----- INPUT MATERIAL -----

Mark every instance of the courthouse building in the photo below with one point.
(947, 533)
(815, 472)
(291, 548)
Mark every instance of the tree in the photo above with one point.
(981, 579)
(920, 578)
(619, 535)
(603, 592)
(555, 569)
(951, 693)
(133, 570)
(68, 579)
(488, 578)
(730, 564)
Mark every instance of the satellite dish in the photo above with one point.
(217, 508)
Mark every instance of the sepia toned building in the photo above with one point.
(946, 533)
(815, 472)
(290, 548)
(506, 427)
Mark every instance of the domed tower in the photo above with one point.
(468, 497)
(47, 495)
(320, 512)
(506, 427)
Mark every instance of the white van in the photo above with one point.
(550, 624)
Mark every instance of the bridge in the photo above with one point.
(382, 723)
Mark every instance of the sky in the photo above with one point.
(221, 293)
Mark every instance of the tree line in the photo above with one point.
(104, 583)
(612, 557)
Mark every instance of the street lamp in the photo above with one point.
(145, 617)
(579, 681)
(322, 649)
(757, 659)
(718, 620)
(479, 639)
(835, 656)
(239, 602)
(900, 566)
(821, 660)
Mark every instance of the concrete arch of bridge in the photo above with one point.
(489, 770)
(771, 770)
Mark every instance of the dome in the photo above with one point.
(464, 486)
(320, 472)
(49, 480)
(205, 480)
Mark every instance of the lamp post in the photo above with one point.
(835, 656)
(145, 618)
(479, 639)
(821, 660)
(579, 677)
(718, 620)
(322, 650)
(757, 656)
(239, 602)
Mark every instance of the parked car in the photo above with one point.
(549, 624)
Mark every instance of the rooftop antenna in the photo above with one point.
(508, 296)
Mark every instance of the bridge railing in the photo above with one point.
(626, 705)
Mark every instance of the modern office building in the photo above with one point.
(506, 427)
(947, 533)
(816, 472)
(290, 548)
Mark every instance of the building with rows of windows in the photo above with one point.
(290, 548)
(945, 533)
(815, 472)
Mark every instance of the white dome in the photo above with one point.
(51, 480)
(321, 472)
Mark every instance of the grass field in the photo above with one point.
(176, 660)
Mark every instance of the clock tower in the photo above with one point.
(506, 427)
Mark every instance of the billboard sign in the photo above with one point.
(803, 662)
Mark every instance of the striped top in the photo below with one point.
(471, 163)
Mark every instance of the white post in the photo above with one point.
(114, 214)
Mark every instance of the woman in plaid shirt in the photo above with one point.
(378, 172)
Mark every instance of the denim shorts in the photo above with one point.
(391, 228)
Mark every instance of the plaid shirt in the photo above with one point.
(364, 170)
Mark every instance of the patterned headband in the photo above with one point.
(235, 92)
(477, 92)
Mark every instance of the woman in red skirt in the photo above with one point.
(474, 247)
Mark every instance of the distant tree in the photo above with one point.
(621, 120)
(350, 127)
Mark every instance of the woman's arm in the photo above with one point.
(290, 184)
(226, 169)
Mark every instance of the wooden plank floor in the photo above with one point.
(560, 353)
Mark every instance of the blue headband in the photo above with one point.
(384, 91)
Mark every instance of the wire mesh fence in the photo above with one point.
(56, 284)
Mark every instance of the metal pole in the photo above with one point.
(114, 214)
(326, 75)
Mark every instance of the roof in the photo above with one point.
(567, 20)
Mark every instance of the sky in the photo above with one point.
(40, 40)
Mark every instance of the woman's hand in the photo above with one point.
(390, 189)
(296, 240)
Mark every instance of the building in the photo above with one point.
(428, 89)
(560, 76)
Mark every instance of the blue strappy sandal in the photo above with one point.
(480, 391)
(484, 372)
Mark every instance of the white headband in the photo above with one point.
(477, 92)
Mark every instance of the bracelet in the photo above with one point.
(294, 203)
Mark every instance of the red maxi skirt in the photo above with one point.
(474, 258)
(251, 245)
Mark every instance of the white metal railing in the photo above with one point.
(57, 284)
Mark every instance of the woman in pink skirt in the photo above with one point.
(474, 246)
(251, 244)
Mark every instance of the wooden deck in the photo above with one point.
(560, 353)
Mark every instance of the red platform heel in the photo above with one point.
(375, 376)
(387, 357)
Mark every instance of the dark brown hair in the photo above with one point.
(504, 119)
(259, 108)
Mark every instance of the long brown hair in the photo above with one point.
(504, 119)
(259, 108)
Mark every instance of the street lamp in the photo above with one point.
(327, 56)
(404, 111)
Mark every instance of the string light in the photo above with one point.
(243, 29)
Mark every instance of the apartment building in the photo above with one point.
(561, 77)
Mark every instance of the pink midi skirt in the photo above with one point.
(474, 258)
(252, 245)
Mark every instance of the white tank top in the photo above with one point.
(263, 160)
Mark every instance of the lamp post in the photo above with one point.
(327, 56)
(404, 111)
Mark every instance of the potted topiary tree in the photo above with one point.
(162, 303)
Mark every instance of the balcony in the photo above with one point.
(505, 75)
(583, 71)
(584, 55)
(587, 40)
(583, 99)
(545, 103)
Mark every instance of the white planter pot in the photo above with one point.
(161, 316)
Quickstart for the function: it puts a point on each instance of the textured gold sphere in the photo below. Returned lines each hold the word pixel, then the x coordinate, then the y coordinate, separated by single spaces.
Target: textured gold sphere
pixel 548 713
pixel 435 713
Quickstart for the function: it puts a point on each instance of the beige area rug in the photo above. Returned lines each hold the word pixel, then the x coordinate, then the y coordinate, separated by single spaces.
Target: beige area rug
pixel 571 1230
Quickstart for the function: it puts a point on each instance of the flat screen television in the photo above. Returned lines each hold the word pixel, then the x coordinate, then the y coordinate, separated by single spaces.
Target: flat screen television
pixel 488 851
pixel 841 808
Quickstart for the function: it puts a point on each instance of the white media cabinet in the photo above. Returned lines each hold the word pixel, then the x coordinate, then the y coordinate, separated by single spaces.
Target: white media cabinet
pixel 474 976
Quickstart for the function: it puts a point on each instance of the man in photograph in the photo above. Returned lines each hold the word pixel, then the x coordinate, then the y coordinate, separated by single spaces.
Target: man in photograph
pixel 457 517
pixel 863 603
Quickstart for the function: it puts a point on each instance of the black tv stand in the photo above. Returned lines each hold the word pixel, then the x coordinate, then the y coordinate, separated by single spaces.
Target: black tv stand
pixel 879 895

-----

The records above must be repeated exactly, in their entirety.

Mark every instance of the courthouse building in the photo below with one point.
(947, 533)
(815, 472)
(291, 548)
Mark every instance of the tree in the photo above with one point.
(981, 579)
(920, 578)
(619, 535)
(603, 592)
(555, 569)
(951, 693)
(133, 570)
(68, 579)
(488, 578)
(730, 564)
Mark every instance of the satellite dish in the photo above with one point.
(217, 508)
Mark every instance of the sepia toned building in the photo above with one point.
(946, 533)
(815, 472)
(290, 548)
(506, 427)
Mark every instance of the domed tower in the photo above with one point.
(468, 497)
(47, 495)
(320, 512)
(506, 427)
Mark every instance of the white van in the photo above with one point.
(550, 624)
Mark every instance of the bridge in the photo above with one point.
(382, 723)
Mark every instance of the sky in the photo above with one point.
(221, 293)
Mark every instance of the tree line in the photo above with one point.
(104, 583)
(612, 557)
Mark every instance of the street lamp in the photo above with one point.
(145, 617)
(579, 681)
(322, 649)
(757, 659)
(718, 620)
(479, 639)
(835, 656)
(239, 602)
(900, 566)
(821, 660)
Mark every instance of the concrete arch of bridge in the photo above with one point.
(489, 770)
(771, 770)
Mark every instance of the dome in the photo above with one point.
(464, 486)
(320, 472)
(49, 480)
(205, 480)
Mark every instance of the lamp post in the photo above with one point.
(835, 656)
(145, 618)
(479, 639)
(821, 660)
(579, 677)
(718, 620)
(322, 650)
(757, 656)
(239, 602)
Mark every instance of the parked car in the photo above with one point.
(549, 624)
Mark every instance of the rooftop antenna in the photo above with one point.
(508, 296)
Mark every instance of the bridge railing in the photo above with one point.
(626, 705)
Mark every instance of the modern office building in the photo above with one point.
(506, 427)
(947, 533)
(816, 472)
(290, 548)
Mark every instance of the building with rows of windows in the photo above with one point.
(290, 548)
(945, 533)
(815, 472)
Mark every instance of the white dome in the photo above with one point.
(51, 480)
(321, 472)
Mark every instance of the grass field in the photo above with one point.
(176, 660)
Mark every instance of the clock tower in the photo above with one point.
(506, 427)
Mark every instance of the billboard sign in the photo above with one point.
(803, 662)
Mark every instance of the striped top in the photo below with one point.
(471, 163)
Mark every instance of the white post in the photo above with one point.
(114, 214)
Mark every instance of the woman in plaid shirt in the photo above with one point.
(378, 172)
Mark every instance of the denim shorts in the photo above with one point.
(391, 228)
Mark every instance of the plaid shirt in the photo above with one point.
(364, 170)
Mark every instance of the patterned headband in the photo above with one point.
(235, 92)
(477, 92)
Mark every instance of the woman in red skirt in the photo above with one point.
(474, 247)
Mark every instance of the distant tree in the photo above with one point.
(621, 120)
(350, 127)
Mark every instance of the woman's arm in the photo above with one point.
(290, 184)
(226, 169)
Mark every instance of the wooden plank floor in the photo above with one point.
(560, 353)
Mark every instance of the blue headband in the photo above with one point.
(384, 91)
Mark every instance of the wire mesh fence in the photo above with one point.
(56, 284)
Mark every instance of the metal pole in the photo above with one point.
(114, 214)
(326, 75)
Mark every instance of the roof in the photo above with one point.
(567, 20)
Mark every instance of the sky in the photo above with one point.
(40, 40)
Mark every instance of the woman's hand in the photo above with one point.
(390, 189)
(296, 240)
Mark every instance of the building in the photo above with one point.
(428, 89)
(560, 76)
Mark every instance of the blue strappy sandal in the photo above with one point.
(480, 391)
(484, 372)
Mark every instance of the white headband in the photo above with one point.
(477, 92)
Mark every instance of the bracelet in the photo above with one point.
(294, 203)
Mark every instance of the red maxi skirt in the photo above with one point.
(474, 258)
(251, 245)
Mark every instance of the white metal railing in the photo above with one point.
(57, 284)
Mark every instance of the woman in pink skirt in the photo above with one point.
(474, 246)
(251, 244)
Mark every instance of the wooden deck in the photo above with one point.
(560, 353)
Mark every instance of the red platform heel in the photo above with one point.
(375, 376)
(387, 357)
Mark every instance of the dark brown hair in the photo above with one point.
(504, 119)
(259, 108)
Mark every instance of the long brown hair in the photo above with one point.
(504, 119)
(259, 108)
Mark every instance of the street lamp in the photo above with one point.
(327, 56)
(404, 111)
Mark every instance of the string light in the photo above with one point.
(243, 29)
Mark every instance of the apartment building in the photo above with one point.
(561, 77)
Mark every instance of the pink midi skirt in the photo above with one point.
(474, 258)
(252, 245)
Mark every instance of the white tank top in the photo above with one point.
(263, 160)
Mark every instance of the lamp post in the photo above with one point.
(327, 56)
(404, 111)
Mark every instance of the potted topiary tree in the photo above with one point.
(162, 303)
Mark every instance of the balcony in the photo above with one point.
(505, 75)
(583, 71)
(584, 55)
(587, 40)
(583, 99)
(545, 103)
Mark every instance of the white planter pot in the photo above with one point.
(161, 316)
Quickstart for the function: it puts a point on each instance of the textured gold sphere in the photo below. Returned lines each hold the word pixel, then the x coordinate, then the y coordinate, separated by single spaces.
Target: textured gold sphere
pixel 548 713
pixel 435 713
Quickstart for the function: it puts a point on each instance of the beige area rug in the photo above. Returned lines each hold the word pixel, then the x coordinate, then the y coordinate, separated by single spaces.
Target: beige area rug
pixel 571 1230
Quickstart for the function: it puts a point on each instance of the flat screen television in the photo above. Returned lines each hold the word pixel, then the x coordinate, then the y coordinate, separated by single spaces.
Target: flat screen television
pixel 488 851
pixel 841 808
Quickstart for the function: it puts a point on each instance of the white media cabinet in the photo above. Returned lines each hold the word pixel, then the x coordinate, then the y coordinate, separated by single spaces.
Target: white media cabinet
pixel 474 976
Quickstart for the function: it puts a point on each instance of the man in photograph in the photo above. Returned lines each hold the word pixel, then the x coordinate, then the y coordinate, separated by single spaces.
Target: man in photograph
pixel 457 517
pixel 863 603
Quickstart for the function: it puts a point on each instance of the black tv stand in the photo above. Returned lines each hold the word pixel, then the x coordinate, then the y coordinate, separated by single spaces.
Target: black tv stand
pixel 879 895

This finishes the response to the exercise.